• [Directive a] In the records, starting with the line with "Planogram-check task. Target: broad" and going on through the line with "point(51, 430)", swap "instance" for "item". Give those lines again with nothing else changed.

• [Selected passage]
╔══
TAKING THE INTERNAL QUALITY AUDIT PROCESS A STEP FURTHER

Sushil Bhatia, Director BRiQ MSS

In a conventional set up of an organization, (service or manufacturing), the quality audits are employed as a tool to find gaps between what/how needs to be done and what/how it is being done. Of course, the relations between the inputs, outputs, resources etc have already been defined.

As defined in” ISO 19011:2011—Guidelines for Auditing Management Systems”, an audit is a “systematic, independent and documented process for obtaining audit evidence [records, statements of fact or other information which are relevant and verifiable] and evaluating it objectively to determine the extent to which the audit criteria [set of policies, procedures or requirements] are fulfilled.” Several audit methods may be employed to achieve the audit purpose.


When Quality Audit Systems are utilized for internal audit purpose, they can be categorized under First Party Audit. In this case, the audit outcomes are considered as important information for the top management regarding the extent to which the policies and procedures are being complied with within the company, and also any issues which require facilitation by management for allocation of resources, policy decisions etc.
╚══
• [Records from a collection]
╔══
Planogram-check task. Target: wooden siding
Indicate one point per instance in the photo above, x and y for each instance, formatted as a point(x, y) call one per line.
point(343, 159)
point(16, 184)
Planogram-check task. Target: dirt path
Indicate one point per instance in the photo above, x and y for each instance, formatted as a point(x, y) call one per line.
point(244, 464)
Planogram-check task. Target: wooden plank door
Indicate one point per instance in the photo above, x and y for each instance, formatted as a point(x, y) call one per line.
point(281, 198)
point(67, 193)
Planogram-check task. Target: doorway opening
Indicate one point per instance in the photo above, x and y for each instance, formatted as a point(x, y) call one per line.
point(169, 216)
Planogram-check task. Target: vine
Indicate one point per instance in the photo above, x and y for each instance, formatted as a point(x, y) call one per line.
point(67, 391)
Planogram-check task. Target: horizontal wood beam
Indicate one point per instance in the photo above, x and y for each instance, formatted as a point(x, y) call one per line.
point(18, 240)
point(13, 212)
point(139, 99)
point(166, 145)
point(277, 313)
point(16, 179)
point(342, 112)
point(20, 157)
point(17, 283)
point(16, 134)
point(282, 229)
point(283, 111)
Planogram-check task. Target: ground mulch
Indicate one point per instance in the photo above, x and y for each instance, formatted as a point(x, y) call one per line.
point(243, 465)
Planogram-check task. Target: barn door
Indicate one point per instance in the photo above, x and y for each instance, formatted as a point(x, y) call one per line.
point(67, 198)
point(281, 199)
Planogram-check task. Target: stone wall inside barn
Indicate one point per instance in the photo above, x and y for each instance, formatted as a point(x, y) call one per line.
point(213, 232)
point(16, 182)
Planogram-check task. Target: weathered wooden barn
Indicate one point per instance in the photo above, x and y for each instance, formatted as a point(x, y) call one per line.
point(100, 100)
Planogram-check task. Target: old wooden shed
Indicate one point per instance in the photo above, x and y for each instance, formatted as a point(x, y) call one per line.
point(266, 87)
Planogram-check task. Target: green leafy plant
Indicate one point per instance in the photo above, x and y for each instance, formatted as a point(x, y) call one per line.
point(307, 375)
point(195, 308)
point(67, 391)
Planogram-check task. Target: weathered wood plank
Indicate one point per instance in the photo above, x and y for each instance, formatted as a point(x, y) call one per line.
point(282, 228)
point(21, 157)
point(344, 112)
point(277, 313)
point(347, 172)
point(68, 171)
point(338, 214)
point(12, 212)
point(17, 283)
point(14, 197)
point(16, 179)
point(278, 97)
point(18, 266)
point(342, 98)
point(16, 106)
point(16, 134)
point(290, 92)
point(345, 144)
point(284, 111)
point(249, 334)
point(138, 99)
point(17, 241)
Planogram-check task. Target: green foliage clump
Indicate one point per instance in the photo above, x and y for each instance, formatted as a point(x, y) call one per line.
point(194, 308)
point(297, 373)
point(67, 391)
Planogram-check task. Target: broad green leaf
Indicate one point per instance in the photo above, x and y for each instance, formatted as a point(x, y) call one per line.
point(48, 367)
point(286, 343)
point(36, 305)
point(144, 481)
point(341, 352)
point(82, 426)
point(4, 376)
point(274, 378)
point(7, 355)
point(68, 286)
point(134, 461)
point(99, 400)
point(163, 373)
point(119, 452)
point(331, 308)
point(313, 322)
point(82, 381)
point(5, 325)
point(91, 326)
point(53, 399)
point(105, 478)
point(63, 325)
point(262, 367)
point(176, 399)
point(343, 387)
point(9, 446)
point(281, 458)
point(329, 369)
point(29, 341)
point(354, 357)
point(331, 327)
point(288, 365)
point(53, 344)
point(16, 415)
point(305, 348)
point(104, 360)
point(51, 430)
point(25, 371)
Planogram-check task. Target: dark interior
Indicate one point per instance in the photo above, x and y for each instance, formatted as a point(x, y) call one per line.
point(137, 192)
╚══
• [Directive b] Repeat the passage on internal quality audits word for word.

• [Expected output a]
Planogram-check task. Target: broad green leaf
Indicate one point per item in the photo above, x and y for each item, formatted as a point(x, y) call one per line.
point(48, 367)
point(286, 343)
point(36, 305)
point(144, 481)
point(341, 352)
point(82, 426)
point(4, 376)
point(274, 378)
point(7, 355)
point(68, 286)
point(134, 461)
point(99, 400)
point(163, 373)
point(119, 452)
point(331, 308)
point(313, 322)
point(82, 381)
point(5, 325)
point(91, 326)
point(53, 399)
point(105, 478)
point(63, 325)
point(262, 367)
point(176, 399)
point(343, 387)
point(9, 446)
point(281, 458)
point(329, 369)
point(29, 341)
point(354, 357)
point(331, 327)
point(288, 365)
point(53, 344)
point(16, 415)
point(305, 348)
point(104, 360)
point(51, 430)

• [Expected output b]
TAKING THE INTERNAL QUALITY AUDIT PROCESS A STEP FURTHER

Sushil Bhatia, Director BRiQ MSS

In a conventional set up of an organization, (service or manufacturing), the quality audits are employed as a tool to find gaps between what/how needs to be done and what/how it is being done. Of course, the relations between the inputs, outputs, resources etc have already been defined.

As defined in” ISO 19011:2011—Guidelines for Auditing Management Systems”, an audit is a “systematic, independent and documented process for obtaining audit evidence [records, statements of fact or other information which are relevant and verifiable] and evaluating it objectively to determine the extent to which the audit criteria [set of policies, procedures or requirements] are fulfilled.” Several audit methods may be employed to achieve the audit purpose.


When Quality Audit Systems are utilized for internal audit purpose, they can be categorized under First Party Audit. In this case, the audit outcomes are considered as important information for the top management regarding the extent to which the policies and procedures are being complied with within the company, and also any issues which require facilitation by management for allocation of resources, policy decisions etc.